*Exercise instructions*: Please reproduce every line of the listing below without changing anything.

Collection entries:
start

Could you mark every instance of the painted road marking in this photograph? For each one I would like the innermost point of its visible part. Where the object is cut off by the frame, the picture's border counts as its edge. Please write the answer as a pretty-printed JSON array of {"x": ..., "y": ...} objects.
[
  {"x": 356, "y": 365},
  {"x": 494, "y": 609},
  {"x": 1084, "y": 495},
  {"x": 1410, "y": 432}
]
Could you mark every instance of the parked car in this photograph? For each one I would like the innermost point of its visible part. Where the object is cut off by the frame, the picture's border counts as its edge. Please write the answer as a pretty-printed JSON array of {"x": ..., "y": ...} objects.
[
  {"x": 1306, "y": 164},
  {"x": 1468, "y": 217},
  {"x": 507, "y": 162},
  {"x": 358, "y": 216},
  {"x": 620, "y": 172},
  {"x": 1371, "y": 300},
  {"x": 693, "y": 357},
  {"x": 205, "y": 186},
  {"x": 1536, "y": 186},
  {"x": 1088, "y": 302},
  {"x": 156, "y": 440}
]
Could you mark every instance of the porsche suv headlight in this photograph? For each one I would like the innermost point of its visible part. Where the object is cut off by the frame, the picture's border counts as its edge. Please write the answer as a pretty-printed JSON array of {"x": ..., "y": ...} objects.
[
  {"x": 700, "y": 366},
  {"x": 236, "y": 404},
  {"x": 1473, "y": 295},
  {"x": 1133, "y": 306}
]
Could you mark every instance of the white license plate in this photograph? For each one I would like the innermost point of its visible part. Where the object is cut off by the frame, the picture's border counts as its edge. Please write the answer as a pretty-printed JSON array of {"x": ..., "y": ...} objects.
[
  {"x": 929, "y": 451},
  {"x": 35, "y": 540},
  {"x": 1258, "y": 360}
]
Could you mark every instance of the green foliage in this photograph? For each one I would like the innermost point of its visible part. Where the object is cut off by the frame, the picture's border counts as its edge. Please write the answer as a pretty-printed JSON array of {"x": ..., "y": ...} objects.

end

*Completed exercise*:
Could you mark every instance of the painted road marking in this photograph? For each one I would like the innermost point of its visible part. Where the object is cut off by the frame, the picture's border counts as its edge. Please write the answer as a pretty-printed JSON array of {"x": ..., "y": ...} objects.
[
  {"x": 356, "y": 365},
  {"x": 494, "y": 609},
  {"x": 1084, "y": 495},
  {"x": 1410, "y": 432}
]
Could you mark every instance of the parked car in this photograph? For each one I would like the innermost point of its visible part. Where the object is cut off by the frame, the picture's border counts as its edge. Please write the answer as a pretty-printed JSON array of {"x": ..., "y": ...} objects.
[
  {"x": 1306, "y": 164},
  {"x": 1468, "y": 217},
  {"x": 507, "y": 162},
  {"x": 358, "y": 216},
  {"x": 620, "y": 172},
  {"x": 1371, "y": 300},
  {"x": 693, "y": 357},
  {"x": 205, "y": 186},
  {"x": 1536, "y": 186},
  {"x": 1088, "y": 302},
  {"x": 156, "y": 440}
]
Could you mark every instance of the porsche suv headlight in this photograph? For each one I would like the innermost point of its visible part. Where the object is cut off by the frame, the picture's border counts as its edge. Please write the answer as a pretty-printed JSON array of {"x": ..., "y": ...} objects.
[
  {"x": 700, "y": 366},
  {"x": 236, "y": 404},
  {"x": 1473, "y": 295},
  {"x": 1133, "y": 306}
]
Could you mark every instance of the white license plate in this photograph? For each one I would like the innermost point of its visible part. Where the object is cut off by the frame, the picture's border counts as its edge. Please write the answer as a pretty-printed JSON array of {"x": ..., "y": ...} objects.
[
  {"x": 929, "y": 451},
  {"x": 35, "y": 540},
  {"x": 1258, "y": 360}
]
Could you mark every instance of the green foliage in this photograph? For each one I would like the innermost point of its visible part. Where the object is cut off by the frame, the picture's border counts as its edge. Please write the answer as a pretty-printed JSON array of {"x": ..., "y": ...} objects.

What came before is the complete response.